• Requirements
Tally the lines in the entries below that contain the string "tower", treating uppercase and lowercase as distinct. Report only the resulting number.

═════ Supplied entries ═════

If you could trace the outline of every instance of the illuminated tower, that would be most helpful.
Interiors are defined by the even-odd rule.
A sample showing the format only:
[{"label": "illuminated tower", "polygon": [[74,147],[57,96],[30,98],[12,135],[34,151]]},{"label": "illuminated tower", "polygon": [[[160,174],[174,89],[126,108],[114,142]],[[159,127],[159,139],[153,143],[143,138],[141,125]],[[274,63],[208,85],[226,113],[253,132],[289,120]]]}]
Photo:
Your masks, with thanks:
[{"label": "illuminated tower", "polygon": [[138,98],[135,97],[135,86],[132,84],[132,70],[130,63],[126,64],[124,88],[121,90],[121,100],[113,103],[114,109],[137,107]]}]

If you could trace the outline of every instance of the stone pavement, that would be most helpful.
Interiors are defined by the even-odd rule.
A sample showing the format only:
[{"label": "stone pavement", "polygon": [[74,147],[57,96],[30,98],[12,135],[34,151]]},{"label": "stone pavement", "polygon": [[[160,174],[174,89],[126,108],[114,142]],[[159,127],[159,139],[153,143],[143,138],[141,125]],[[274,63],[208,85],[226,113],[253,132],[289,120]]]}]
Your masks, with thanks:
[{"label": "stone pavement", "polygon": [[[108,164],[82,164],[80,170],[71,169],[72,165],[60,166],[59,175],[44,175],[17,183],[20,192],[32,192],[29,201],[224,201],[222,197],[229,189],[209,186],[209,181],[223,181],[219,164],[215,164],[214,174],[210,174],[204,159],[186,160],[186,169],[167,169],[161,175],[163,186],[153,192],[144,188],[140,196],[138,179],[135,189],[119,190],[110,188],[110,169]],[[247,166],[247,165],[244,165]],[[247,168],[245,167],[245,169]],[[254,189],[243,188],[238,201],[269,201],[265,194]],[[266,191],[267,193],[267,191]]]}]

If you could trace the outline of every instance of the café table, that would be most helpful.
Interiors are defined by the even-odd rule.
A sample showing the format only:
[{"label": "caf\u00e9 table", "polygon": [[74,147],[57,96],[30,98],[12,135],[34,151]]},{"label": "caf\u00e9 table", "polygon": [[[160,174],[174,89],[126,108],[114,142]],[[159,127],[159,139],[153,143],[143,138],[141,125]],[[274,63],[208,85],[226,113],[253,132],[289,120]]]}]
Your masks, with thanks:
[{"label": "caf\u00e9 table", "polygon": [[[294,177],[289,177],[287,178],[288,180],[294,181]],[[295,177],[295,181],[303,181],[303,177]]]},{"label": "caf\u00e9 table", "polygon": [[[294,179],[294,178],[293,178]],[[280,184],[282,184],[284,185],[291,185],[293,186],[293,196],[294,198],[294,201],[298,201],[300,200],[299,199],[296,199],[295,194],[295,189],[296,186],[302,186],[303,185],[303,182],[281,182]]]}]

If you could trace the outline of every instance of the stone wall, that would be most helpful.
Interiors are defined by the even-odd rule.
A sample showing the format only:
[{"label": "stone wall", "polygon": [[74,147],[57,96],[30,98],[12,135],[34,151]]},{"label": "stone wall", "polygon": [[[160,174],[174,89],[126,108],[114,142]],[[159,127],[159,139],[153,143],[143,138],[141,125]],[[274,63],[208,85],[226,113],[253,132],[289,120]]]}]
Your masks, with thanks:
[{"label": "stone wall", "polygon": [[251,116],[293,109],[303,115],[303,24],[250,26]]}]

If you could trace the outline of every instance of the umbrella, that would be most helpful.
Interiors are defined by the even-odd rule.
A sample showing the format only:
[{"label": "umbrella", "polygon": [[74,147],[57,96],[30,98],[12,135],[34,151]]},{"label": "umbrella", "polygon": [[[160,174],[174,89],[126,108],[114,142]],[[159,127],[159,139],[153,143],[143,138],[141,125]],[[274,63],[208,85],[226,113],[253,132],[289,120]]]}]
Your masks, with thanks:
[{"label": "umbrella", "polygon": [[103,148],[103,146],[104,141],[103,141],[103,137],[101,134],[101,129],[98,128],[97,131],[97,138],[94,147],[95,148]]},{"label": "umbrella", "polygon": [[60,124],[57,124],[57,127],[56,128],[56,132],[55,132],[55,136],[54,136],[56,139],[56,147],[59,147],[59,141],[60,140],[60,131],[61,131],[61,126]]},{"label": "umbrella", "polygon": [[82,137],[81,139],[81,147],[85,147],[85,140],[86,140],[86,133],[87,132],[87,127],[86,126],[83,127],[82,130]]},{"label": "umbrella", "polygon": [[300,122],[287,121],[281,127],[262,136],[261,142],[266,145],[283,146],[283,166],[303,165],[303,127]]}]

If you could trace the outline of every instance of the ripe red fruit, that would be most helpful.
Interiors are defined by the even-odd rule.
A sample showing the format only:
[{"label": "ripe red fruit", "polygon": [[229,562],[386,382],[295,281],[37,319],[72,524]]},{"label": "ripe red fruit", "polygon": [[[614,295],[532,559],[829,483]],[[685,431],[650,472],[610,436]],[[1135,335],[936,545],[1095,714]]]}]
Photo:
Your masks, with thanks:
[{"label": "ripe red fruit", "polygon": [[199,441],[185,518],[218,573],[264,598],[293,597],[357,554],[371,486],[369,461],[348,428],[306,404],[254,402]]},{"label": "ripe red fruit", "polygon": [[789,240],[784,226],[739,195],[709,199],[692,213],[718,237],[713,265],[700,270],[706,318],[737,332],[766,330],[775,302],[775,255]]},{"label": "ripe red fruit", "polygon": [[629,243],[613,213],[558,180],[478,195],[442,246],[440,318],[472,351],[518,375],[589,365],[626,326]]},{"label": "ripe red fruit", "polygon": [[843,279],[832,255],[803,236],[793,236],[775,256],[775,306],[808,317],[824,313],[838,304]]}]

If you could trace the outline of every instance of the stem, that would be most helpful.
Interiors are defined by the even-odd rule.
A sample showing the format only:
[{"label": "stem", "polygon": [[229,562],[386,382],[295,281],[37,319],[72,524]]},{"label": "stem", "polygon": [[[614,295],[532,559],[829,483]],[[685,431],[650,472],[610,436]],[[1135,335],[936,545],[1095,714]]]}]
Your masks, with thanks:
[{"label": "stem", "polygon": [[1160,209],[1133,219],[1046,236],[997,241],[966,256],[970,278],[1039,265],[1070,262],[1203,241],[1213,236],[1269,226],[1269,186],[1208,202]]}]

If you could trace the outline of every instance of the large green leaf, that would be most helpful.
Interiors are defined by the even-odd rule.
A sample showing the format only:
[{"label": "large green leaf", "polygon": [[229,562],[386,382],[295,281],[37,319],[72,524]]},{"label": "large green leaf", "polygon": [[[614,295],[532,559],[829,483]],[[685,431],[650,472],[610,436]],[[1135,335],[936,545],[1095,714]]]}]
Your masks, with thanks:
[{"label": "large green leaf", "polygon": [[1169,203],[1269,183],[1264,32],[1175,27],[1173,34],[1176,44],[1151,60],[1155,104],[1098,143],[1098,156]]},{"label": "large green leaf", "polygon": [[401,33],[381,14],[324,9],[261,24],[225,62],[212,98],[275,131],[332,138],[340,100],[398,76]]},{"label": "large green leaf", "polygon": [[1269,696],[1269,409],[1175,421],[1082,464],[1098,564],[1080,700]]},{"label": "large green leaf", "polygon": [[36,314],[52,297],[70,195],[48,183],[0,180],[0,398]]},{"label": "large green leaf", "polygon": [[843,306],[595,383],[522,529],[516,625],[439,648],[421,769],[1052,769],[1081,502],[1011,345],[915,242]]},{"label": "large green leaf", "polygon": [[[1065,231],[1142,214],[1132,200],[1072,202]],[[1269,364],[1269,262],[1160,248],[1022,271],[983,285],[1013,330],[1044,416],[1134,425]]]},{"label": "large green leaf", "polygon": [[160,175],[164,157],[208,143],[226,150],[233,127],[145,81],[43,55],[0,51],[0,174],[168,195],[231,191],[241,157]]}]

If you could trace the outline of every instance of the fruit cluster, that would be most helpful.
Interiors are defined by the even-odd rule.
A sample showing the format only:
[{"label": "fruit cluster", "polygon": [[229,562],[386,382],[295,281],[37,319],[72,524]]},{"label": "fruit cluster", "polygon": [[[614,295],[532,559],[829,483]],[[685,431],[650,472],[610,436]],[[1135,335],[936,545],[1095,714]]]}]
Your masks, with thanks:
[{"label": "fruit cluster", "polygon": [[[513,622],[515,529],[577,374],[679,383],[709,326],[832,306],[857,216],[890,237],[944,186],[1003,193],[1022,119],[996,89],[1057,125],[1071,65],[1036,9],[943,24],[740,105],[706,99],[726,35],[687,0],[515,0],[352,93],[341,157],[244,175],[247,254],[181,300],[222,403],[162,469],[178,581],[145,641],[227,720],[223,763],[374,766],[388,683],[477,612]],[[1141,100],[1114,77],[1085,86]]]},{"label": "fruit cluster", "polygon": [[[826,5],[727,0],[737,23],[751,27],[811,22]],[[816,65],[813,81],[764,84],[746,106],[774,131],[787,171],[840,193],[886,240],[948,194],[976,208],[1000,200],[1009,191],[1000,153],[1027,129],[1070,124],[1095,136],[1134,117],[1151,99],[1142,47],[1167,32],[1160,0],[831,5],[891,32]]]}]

═════

• Exercise output
3